Put all of the rows below into a numbered list with one line per item, and leave out any blank lines.

[begin RAW DATA]

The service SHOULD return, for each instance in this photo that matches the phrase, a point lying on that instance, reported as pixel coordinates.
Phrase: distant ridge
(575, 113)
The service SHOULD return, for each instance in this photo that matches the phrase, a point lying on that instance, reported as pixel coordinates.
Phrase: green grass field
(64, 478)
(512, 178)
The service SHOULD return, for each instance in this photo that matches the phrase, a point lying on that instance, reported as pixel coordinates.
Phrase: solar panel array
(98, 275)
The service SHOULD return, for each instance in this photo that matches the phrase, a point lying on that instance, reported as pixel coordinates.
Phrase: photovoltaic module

[end RAW DATA]

**COMPLETE ANSWER**
1. The service SHOULD return, for each instance in this photo that matches the phrase, a point lying on that instance, reported as pixel coordinates.
2. Phrase: distant ridge
3. (575, 113)
4. The service SHOULD return, for each instance in this photo that matches the phrase, a point lying on that instance, reported as pixel coordinates.
5. Phrase: green grass field
6. (64, 478)
7. (512, 178)
8. The service SHOULD return, for each instance in this photo that matches the phrase, a point lying on that instance, reported as pixel coordinates.
9. Phrase: solar panel array
10. (98, 275)
11. The service SHOULD return, for each instance in this photo that matches the phrase, a point lying on that instance, reported as pixel coordinates.
12. Phrase: photovoltaic module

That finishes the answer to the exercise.